Description of the task: Show each line of the items below that contains the word "walking", copying every such line in full.

Extracted entries:
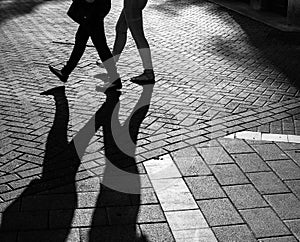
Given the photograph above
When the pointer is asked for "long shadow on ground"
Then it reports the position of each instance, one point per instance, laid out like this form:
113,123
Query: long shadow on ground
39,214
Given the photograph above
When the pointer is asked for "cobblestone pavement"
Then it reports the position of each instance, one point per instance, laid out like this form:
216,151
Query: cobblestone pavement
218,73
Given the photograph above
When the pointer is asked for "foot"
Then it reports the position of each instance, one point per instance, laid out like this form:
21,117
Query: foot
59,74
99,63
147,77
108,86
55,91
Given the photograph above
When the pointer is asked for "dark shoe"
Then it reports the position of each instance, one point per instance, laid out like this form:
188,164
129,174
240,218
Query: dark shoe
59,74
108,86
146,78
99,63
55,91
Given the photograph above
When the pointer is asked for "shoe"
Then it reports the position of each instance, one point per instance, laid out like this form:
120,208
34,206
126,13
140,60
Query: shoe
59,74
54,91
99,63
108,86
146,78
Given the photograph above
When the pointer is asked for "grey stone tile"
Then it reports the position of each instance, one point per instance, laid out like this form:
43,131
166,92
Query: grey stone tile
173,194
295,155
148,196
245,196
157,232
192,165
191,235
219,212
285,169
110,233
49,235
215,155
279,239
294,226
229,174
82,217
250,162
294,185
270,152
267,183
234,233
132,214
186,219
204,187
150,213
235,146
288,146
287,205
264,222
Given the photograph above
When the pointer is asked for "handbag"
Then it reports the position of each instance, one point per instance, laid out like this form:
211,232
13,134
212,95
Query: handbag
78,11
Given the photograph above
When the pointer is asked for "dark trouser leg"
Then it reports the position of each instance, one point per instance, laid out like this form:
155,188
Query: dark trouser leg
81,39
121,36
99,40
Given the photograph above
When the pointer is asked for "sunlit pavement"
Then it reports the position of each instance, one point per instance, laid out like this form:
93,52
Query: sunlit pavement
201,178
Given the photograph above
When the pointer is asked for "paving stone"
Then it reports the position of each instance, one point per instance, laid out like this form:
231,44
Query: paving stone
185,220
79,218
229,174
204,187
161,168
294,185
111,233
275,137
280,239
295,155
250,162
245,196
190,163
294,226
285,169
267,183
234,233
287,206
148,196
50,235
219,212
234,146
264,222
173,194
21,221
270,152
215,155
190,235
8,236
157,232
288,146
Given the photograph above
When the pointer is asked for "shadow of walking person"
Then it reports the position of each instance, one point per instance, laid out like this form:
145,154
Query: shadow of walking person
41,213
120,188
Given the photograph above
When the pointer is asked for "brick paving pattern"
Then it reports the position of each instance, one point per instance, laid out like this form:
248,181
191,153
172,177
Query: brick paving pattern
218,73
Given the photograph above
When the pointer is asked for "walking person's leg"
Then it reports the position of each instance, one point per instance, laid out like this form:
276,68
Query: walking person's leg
* * *
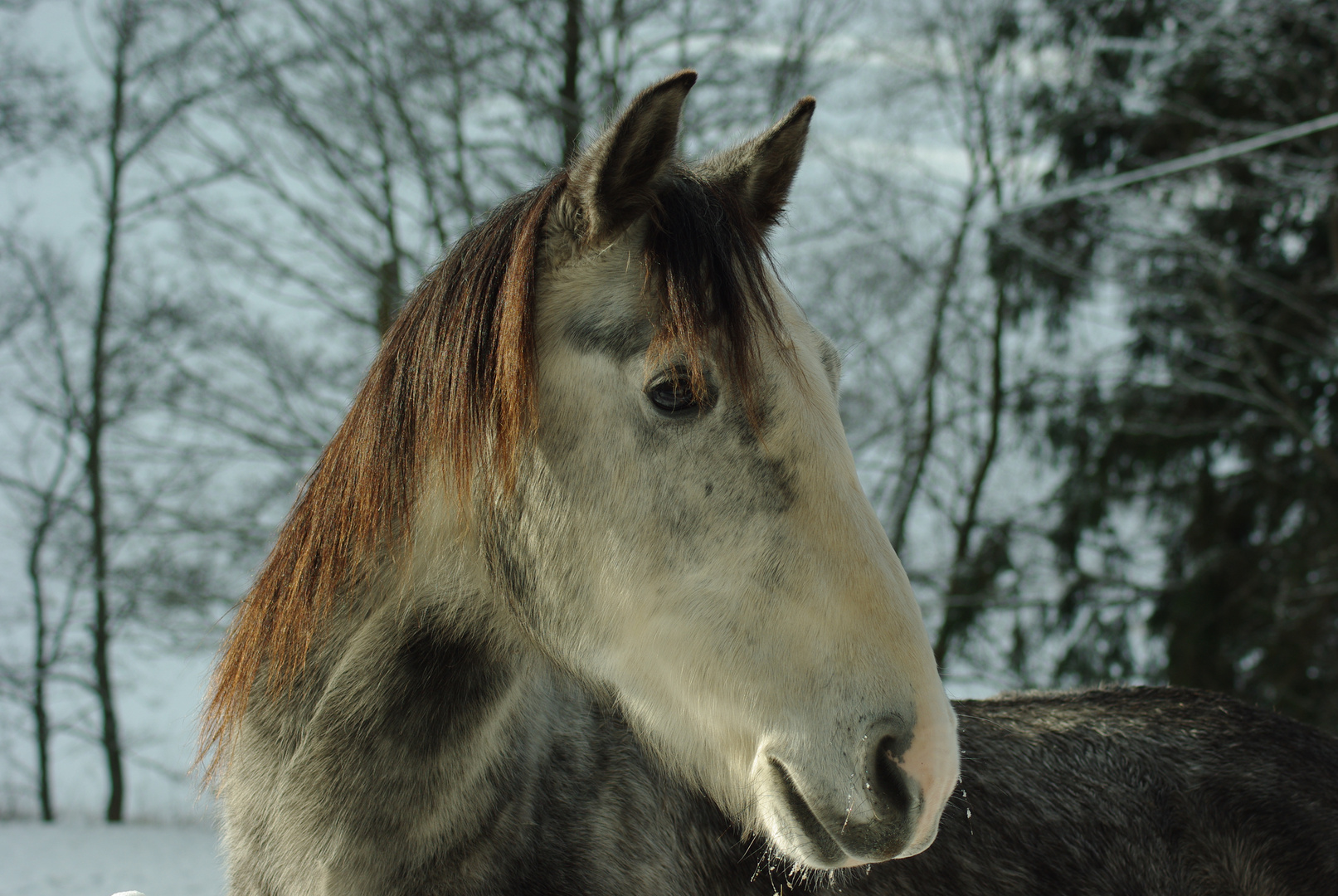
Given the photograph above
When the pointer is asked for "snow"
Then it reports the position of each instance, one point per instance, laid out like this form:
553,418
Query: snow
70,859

Expected output:
When the pointer is asked for "shadow of walking person"
Query: shadow of walking person
When the pointer is asked for "walking person's leg"
Query: walking person's leg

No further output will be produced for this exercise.